** begin Extract to read **

The puppet used for this is quite elegant and believable, its tentacles given life by cel animation and its body gracefully belying its enormity, truly a one-of-a-kind member of the Toho bestiary. But even that one moment of interest just isn't worth enduring the entire film. The attempted blend of city-destroying monster epic and jewel heist movie simply doesn't work, and the finished product can't have done well at the box office, not even in its country of origin.

And now this unholy mess is available on DVD.

Why?!!!? Even us giant monster diehards fucking hate this movie and wouldn't buy it, so who are they expecting to shell out even a nickel on this sorry black hole of entertainment? I was suckered by not having seen the film in over thirty years and hoped that I'd appreciate it as a grownup, but that was obviously not the case and I fear that other monster movie nostalgists may suffer in exactly the same way.

Bottom line: it takes a lot for me to flat-out pan a giant monster movie because even in the most pedestrian entries in the genre there's a slight chance that you might see something cool, but other than the maybe two minutes previously noted, and the presence of Akiko Wakabayashi — a sultry babe who in three years would go on to fuck 007 in YOU ONLY LIVE TWICE — DOGORA is (to steal a line from the infinitely superior TOP SECRET) as worthless as a truckload of dead rats in a tampon factory.

If you never listen to me regarding any other film, TRUST YER BUNCHE on this one!!!

ROCK 'N' ROLL HIGH SCHOOL (1979)

Since the rock 'n' roll era dawned, each decade has experienced a youth-oriented motion picture that defined the zeitgeist of that generation; the 1950's had JAILHOUSE ROCK (1957),

the Sixties had A HARD DAY'S NIGHT (1964),

the Eighties got PURPLE RAIN (1984),

and the Nineties got COOL AS ICE (1991),

a stark cinematic statement that foreshadowed just how much the last decade of the twentieth century would bite the big one.

For those of us who came of age when I did — roughly between 1978 and 1983 — there was a lot going on in the pop music scene; arena rock like that wrought by the flatulent Kiss, the plague that was disco, and the punk rock/new wave movements all had their moments and to some degree each offered adolescents a sound they could call their own. It was twenty years past the birth of rock and over ten since the Beatles rewrote the genre, so what followed was a matter of everything getting hashed out as musicians were given more creative leeway in which to express their particular flavor of the form. The kids of my generation pretty much only had a choice of the rock camp or the legion of disco followers with which to stake our alliances, and the big movie for the disco contingent was the unintentionally hilarious SATURDAY NIGHT FEVER (1978), a film that made a gazillion bucks at the box office and transformed John Travolta from an amusing TV sitcom pretty boy into a bona fide superstar.

** end Extract to read **

**Requirement 1**
Check statements (a) through (c) against the film reviews above. Answer yes or no for each, and quote the words from the reviews that decide it. (a) The reviewer had not seen DOGORA in over thirty years before watching it again. (b) The reviewer says the creature's tentacles were brought to life with stop-motion. (c) The reviewer calls SATURDAY NIGHT FEVER the big movie for the rock camp.
**Requirement 2**
Extend the film reviews above, picking up right after their final sentence.

** begin Data excerpt **

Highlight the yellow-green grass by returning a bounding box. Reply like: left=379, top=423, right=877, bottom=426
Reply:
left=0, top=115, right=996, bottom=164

** end Data excerpt **

**Task result 1**
(a) Yes: "I was suckered by not having seen the film in over thirty years"
(b) No: "its tentacles given life by cel animation"
(c) No: "the big movie for the disco contingent was the unintentionally hilarious SATURDAY NIGHT FEVER (1978)"

**Task result 2**
John Travolta shakes his booty into film immortality, while Karen Lynn Gorney gears up to sign 8x10's at the Howard Johnson's nostalgia expo.

Us kids what liked punk and new wave got 1979's ROCK 'N' ROLL HIGH SCHOOL, a perfect confluence of MAD magazine-style humor, teen fantasies of romance and rebellion, and the grotty three-chord majesty of the Ramones, unarguably one of the ugliest bands in the history of western civilization.

The Monkees they ain't.

Vomited onto screens from Roger Corman's New World Pictures and directed by Allan Arkush, ROCK 'N' ROLL HIGH SCHOOL has only the barest of plots that serves as an excuse for silliness that makes it pretty much a live-action cartoon; Vince Lombardi High is a textbook example of an asylum where the inmates run madhouse, a place where the faculty can't cope with the exuberant, rock 'n' roll-loving students lead by Riff Randell (P.J. Soles, twenty-eight at the time and playing seventeen),

a blonde rocker-girl who's kind of the living embodiment of the spirit of rock. As the previous principal is carted away to the funny farm in a straight jacket, he is replaced by Miss Evelyn Togar (the incomparable Mary Woronov),

an over-the-top stern disciplinarian who looks like she could give Ilsa, She-Wolf of the SS a run for her money.

The change in regime begins in earnest when Togar declares her intention of whipping the place into shape and banning all forms of that noxious rock 'n' roll music, a course of action that puts her at odds with Riff, and in no time the battle lines are drawn and a war of back-and-forth escalation begins. Riff's efforts are at first somewhat subtle, but as Togar's tyranny squeezes the school by the yarbles, Riff becomes a firebrand of humorous teenage piss and vinegar, going so far as to enlist the mighty Ramones as the shock troops for her takeover and ultimate apocalyptic destruction of Vince Lombardi High.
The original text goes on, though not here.